◆ REQUIREMENTS ◆
Turn the stretch of records from the line containing "Quiz Question: What are the coordinates of the rear bumper" through the line containing "[14, 83, 26, 90]", both included, into a numbered list with blank lines left out.

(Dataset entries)

# # # #

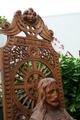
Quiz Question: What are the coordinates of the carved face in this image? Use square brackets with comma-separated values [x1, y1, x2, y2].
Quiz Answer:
[45, 82, 59, 107]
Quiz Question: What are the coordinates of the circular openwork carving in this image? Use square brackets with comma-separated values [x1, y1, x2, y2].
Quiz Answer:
[14, 60, 53, 112]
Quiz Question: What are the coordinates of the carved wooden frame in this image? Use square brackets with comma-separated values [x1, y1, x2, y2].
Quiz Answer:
[0, 8, 64, 120]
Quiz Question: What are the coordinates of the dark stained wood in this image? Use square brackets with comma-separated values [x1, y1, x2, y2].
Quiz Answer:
[0, 9, 65, 120]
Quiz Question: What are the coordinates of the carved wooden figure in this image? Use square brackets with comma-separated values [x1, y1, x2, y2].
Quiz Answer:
[30, 78, 74, 120]
[0, 8, 74, 120]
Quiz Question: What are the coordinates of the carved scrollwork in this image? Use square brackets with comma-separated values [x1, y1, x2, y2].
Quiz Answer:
[0, 8, 53, 42]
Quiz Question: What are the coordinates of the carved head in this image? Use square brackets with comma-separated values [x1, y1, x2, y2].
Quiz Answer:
[23, 8, 37, 24]
[38, 78, 59, 107]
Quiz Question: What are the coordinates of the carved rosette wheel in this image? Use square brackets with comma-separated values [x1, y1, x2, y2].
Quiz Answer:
[15, 60, 53, 115]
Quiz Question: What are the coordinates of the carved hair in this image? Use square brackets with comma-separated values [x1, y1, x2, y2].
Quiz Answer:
[38, 78, 56, 104]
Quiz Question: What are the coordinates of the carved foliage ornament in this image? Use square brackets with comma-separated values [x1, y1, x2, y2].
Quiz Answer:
[0, 8, 53, 42]
[0, 9, 64, 120]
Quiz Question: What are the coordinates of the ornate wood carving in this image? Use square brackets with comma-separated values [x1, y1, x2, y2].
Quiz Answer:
[0, 9, 64, 120]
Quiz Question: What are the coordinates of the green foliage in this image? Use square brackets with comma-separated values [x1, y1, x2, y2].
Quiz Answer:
[0, 16, 6, 26]
[60, 55, 80, 120]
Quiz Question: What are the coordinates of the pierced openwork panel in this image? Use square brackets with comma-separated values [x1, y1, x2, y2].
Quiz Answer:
[1, 9, 64, 120]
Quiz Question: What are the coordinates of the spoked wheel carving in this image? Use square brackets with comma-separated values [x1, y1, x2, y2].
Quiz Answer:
[15, 60, 53, 117]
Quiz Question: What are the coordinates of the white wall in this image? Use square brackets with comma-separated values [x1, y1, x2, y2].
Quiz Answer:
[43, 14, 80, 57]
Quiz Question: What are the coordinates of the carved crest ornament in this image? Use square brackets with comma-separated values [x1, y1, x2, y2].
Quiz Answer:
[0, 8, 74, 120]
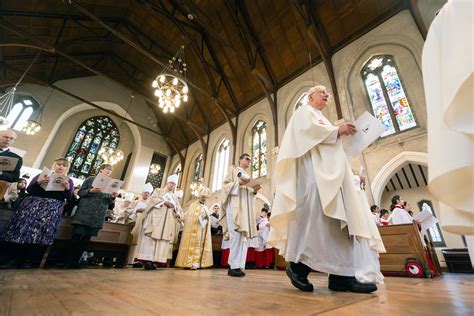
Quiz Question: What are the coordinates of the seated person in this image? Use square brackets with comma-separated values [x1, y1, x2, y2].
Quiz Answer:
[3, 178, 28, 210]
[380, 208, 390, 226]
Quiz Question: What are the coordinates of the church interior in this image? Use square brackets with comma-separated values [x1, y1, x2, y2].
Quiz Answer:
[0, 0, 474, 315]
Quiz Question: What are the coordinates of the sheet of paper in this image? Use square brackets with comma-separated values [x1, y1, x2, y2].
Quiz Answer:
[102, 179, 123, 194]
[45, 173, 69, 191]
[342, 111, 385, 156]
[415, 210, 438, 230]
[0, 156, 18, 171]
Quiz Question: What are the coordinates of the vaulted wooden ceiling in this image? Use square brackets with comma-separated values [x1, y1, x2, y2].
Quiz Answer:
[0, 0, 413, 154]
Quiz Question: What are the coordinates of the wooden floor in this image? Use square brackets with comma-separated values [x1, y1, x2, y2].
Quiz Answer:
[0, 269, 474, 316]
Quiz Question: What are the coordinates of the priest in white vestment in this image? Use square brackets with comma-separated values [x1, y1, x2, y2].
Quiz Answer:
[132, 174, 183, 270]
[175, 187, 213, 270]
[219, 154, 260, 277]
[268, 86, 385, 293]
[422, 0, 474, 265]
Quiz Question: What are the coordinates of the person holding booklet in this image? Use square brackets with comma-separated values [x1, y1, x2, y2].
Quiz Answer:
[65, 164, 116, 269]
[219, 154, 260, 277]
[268, 86, 385, 293]
[1, 158, 74, 268]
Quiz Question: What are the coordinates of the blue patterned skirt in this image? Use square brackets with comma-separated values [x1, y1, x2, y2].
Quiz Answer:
[2, 195, 64, 245]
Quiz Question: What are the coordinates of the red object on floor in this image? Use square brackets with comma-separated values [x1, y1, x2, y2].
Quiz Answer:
[221, 248, 230, 268]
[245, 248, 255, 263]
[255, 248, 275, 268]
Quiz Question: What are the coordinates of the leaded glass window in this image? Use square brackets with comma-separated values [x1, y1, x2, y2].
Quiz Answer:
[252, 121, 267, 178]
[361, 55, 416, 137]
[212, 138, 230, 192]
[66, 116, 120, 179]
[193, 154, 203, 182]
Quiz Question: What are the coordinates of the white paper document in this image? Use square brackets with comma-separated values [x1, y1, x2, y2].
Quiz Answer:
[92, 173, 123, 194]
[45, 173, 69, 191]
[342, 111, 385, 156]
[415, 210, 438, 231]
[0, 156, 18, 171]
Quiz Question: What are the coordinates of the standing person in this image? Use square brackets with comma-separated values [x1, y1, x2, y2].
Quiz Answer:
[370, 204, 382, 226]
[0, 130, 23, 182]
[268, 86, 385, 293]
[175, 188, 213, 270]
[2, 158, 74, 268]
[390, 195, 413, 225]
[65, 164, 117, 269]
[132, 174, 183, 270]
[220, 154, 260, 277]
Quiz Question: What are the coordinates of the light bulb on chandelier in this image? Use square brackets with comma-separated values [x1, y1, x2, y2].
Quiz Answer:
[151, 46, 189, 113]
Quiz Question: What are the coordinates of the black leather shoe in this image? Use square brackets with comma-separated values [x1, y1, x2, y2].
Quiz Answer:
[328, 274, 377, 293]
[143, 262, 156, 270]
[286, 265, 314, 292]
[227, 269, 245, 277]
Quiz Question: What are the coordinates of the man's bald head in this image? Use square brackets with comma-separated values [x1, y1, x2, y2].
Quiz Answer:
[0, 130, 17, 149]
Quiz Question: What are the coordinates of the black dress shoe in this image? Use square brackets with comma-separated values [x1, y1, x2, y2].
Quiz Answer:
[286, 265, 314, 292]
[143, 262, 156, 270]
[227, 268, 245, 277]
[328, 274, 377, 293]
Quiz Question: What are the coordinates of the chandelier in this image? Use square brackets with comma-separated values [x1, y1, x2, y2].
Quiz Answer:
[99, 147, 123, 166]
[150, 163, 161, 174]
[189, 178, 204, 197]
[152, 46, 189, 113]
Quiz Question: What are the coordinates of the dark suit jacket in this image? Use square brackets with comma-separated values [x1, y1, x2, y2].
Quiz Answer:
[0, 150, 23, 182]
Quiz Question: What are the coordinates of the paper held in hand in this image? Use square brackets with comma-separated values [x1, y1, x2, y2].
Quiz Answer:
[92, 173, 123, 194]
[0, 156, 18, 171]
[342, 111, 385, 156]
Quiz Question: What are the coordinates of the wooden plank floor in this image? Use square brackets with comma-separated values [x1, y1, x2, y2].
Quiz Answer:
[0, 269, 474, 316]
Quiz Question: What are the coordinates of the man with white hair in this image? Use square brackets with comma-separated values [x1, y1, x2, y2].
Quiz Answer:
[175, 187, 213, 270]
[132, 174, 182, 270]
[268, 86, 385, 293]
[0, 130, 23, 182]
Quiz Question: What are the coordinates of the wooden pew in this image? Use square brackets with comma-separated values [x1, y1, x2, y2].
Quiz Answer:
[379, 223, 439, 277]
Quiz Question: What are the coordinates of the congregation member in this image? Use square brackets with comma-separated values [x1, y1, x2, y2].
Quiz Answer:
[370, 205, 382, 226]
[268, 86, 385, 293]
[4, 178, 28, 210]
[65, 164, 117, 269]
[390, 195, 413, 225]
[0, 130, 23, 183]
[132, 174, 183, 270]
[175, 187, 213, 270]
[380, 208, 390, 226]
[255, 208, 275, 269]
[219, 154, 260, 277]
[2, 158, 74, 268]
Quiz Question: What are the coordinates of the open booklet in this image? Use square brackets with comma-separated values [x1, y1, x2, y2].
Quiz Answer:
[342, 111, 385, 157]
[38, 167, 69, 191]
[0, 156, 18, 171]
[92, 173, 123, 194]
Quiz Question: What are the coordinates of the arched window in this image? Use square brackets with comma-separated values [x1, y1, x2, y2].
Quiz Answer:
[252, 121, 267, 178]
[173, 164, 183, 185]
[361, 55, 416, 137]
[212, 138, 230, 192]
[66, 116, 120, 179]
[193, 154, 203, 182]
[6, 95, 40, 131]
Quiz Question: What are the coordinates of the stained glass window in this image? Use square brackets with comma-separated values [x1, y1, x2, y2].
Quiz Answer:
[174, 164, 183, 183]
[193, 154, 203, 182]
[361, 55, 416, 137]
[252, 121, 267, 178]
[66, 116, 120, 179]
[212, 138, 230, 192]
[145, 153, 166, 189]
[2, 95, 40, 131]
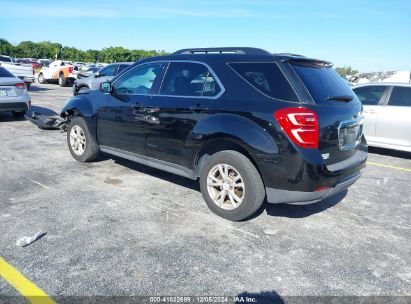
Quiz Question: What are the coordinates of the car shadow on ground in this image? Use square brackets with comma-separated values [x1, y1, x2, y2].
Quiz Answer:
[97, 153, 200, 191]
[368, 147, 411, 159]
[260, 190, 348, 218]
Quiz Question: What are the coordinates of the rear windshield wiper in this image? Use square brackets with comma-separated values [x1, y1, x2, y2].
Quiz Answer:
[325, 95, 354, 102]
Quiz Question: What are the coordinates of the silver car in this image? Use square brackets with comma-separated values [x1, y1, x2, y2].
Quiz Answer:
[0, 67, 31, 116]
[353, 83, 411, 152]
[73, 62, 134, 95]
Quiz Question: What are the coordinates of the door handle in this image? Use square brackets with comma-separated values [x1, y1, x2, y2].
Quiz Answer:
[188, 104, 208, 113]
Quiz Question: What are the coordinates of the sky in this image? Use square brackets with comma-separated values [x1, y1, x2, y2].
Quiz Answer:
[0, 0, 411, 72]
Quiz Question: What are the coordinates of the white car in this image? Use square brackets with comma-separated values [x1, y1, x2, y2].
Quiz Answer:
[37, 60, 78, 87]
[0, 67, 31, 116]
[353, 83, 411, 152]
[0, 55, 34, 88]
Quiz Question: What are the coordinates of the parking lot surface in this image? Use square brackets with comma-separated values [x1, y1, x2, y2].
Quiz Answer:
[0, 83, 411, 298]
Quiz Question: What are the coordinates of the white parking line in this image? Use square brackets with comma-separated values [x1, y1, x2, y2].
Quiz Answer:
[31, 180, 50, 189]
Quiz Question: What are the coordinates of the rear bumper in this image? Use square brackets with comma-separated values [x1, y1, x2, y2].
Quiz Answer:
[0, 94, 30, 112]
[266, 170, 363, 205]
[18, 76, 34, 83]
[0, 102, 29, 112]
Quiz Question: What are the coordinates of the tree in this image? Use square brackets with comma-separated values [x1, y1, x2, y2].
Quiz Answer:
[0, 38, 167, 63]
[335, 66, 358, 78]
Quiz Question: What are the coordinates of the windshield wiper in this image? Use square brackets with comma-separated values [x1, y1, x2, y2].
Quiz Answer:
[325, 95, 354, 102]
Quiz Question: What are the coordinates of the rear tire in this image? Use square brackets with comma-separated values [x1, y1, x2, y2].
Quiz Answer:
[200, 150, 265, 221]
[59, 73, 67, 87]
[67, 116, 100, 163]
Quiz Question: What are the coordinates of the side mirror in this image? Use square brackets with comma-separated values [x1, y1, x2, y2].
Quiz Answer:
[100, 81, 113, 94]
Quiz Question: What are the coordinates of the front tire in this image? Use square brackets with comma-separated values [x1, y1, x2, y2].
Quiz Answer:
[200, 150, 265, 221]
[67, 117, 100, 163]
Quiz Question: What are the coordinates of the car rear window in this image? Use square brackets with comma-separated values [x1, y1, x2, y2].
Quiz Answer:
[229, 62, 298, 102]
[291, 64, 355, 104]
[0, 67, 15, 77]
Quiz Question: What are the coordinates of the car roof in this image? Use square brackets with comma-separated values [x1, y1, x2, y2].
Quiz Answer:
[353, 82, 411, 89]
[136, 47, 332, 66]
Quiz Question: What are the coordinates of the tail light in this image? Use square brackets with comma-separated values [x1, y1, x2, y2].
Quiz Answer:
[274, 108, 319, 148]
[14, 83, 26, 90]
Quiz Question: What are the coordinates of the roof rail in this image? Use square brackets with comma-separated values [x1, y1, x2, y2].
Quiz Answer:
[274, 53, 305, 57]
[173, 47, 271, 55]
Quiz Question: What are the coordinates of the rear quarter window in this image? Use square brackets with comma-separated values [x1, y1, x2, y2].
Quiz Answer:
[291, 63, 356, 104]
[388, 87, 411, 107]
[229, 62, 298, 102]
[354, 86, 387, 106]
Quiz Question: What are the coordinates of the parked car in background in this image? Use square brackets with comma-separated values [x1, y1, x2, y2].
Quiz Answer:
[60, 48, 367, 221]
[77, 66, 101, 79]
[0, 55, 34, 89]
[73, 62, 134, 95]
[353, 83, 411, 152]
[15, 58, 42, 69]
[38, 60, 79, 87]
[38, 59, 51, 67]
[0, 66, 31, 116]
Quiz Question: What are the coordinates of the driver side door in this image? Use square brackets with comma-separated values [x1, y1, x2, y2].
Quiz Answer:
[97, 63, 164, 155]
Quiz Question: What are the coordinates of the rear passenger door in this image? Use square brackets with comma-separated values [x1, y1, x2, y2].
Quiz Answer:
[376, 86, 411, 147]
[354, 85, 389, 141]
[146, 61, 222, 168]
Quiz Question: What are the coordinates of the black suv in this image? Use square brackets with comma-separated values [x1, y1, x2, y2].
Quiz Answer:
[61, 48, 367, 220]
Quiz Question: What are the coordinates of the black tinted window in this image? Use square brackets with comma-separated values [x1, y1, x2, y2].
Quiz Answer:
[291, 64, 355, 104]
[117, 64, 129, 74]
[160, 62, 221, 96]
[230, 63, 298, 101]
[0, 67, 14, 77]
[99, 64, 117, 76]
[114, 63, 162, 95]
[354, 86, 387, 106]
[388, 87, 411, 107]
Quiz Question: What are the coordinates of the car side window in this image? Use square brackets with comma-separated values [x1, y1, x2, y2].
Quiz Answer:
[114, 63, 163, 95]
[160, 62, 221, 96]
[99, 64, 117, 76]
[388, 87, 411, 107]
[353, 86, 387, 106]
[116, 64, 129, 75]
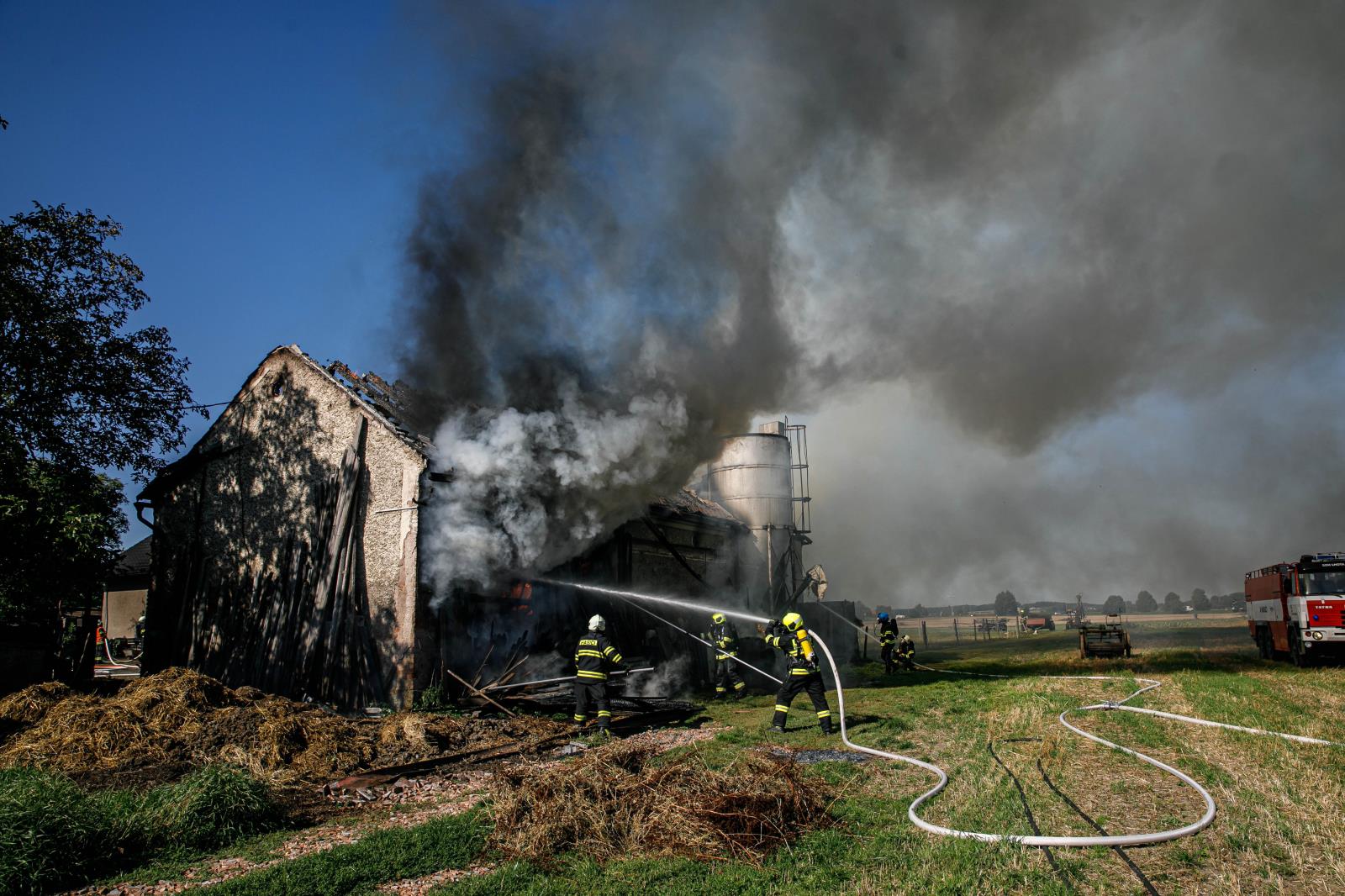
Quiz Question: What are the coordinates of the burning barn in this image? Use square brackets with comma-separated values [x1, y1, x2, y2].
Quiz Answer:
[137, 345, 807, 706]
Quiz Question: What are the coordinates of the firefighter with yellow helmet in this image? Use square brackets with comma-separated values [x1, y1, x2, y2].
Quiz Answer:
[765, 614, 831, 735]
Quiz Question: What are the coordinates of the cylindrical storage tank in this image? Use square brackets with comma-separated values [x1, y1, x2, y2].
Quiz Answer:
[706, 432, 794, 592]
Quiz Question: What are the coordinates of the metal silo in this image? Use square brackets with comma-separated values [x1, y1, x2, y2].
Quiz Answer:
[706, 423, 807, 604]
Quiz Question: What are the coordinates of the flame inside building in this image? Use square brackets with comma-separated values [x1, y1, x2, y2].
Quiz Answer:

# # # #

◆ EXPECTED OUTPUT ◆
1. Quiz Question: What are the coordinates of the rear bumper in this image? Use square brackets with comma-separated values [x1, y1, x2, y2].
2. Quiz Answer:
3. [0, 94, 30, 112]
4. [266, 170, 363, 205]
5. [18, 76, 34, 83]
6. [0, 102, 29, 112]
7. Quiz Question: What are the coordinates of the tree in this image? Use square brackets with comma-separated values [x1, y1, x2, y2].
8. Quiz Answer:
9. [0, 38, 167, 63]
10. [335, 66, 358, 78]
11. Quiz Question: What are the coordinates of the windshield wiper in this image? Use square brackets with comma-separated values [x1, y1, x2, y2].
12. Quiz Answer:
13. [325, 95, 354, 102]
14. Quiz Question: What are the coordinates of the rear tire in this image? Use square brackets with comma-separated values [x1, y1, x2, y2].
15. Quiz Answer:
16. [200, 150, 265, 221]
17. [59, 73, 67, 87]
18. [67, 116, 100, 163]
19. Quiz Question: What are the coordinates of the side mirror in this image? Use square brackets with comma-separated values [x1, y1, x2, y2].
20. Quiz Answer:
21. [100, 81, 113, 94]
22. Quiz Question: What are the coordinates of the front tire in this image? Use square brackets with comma-separated values [x1, y1, x2, y2].
23. Quiz Answer:
24. [200, 150, 265, 221]
25. [67, 117, 100, 163]
26. Quiz Question: What are the coordinates of the car rear window in this image? Use square brackets with comma-separated values [x1, y1, x2, y2].
27. Quiz Answer:
28. [229, 62, 298, 102]
29. [291, 64, 355, 104]
30. [0, 67, 15, 77]
31. Quiz Question: What are the coordinates of the car roof in this image? Use square brackets with comma-separated values [x1, y1, x2, y2].
32. Quiz Answer:
33. [353, 82, 411, 89]
34. [136, 47, 332, 66]
35. Quiz Question: What are the coordinates of the tail light in this image? Use square brackets with comma-separated values [x1, y1, x2, y2].
36. Quiz Answer:
37. [274, 108, 319, 148]
38. [14, 83, 26, 90]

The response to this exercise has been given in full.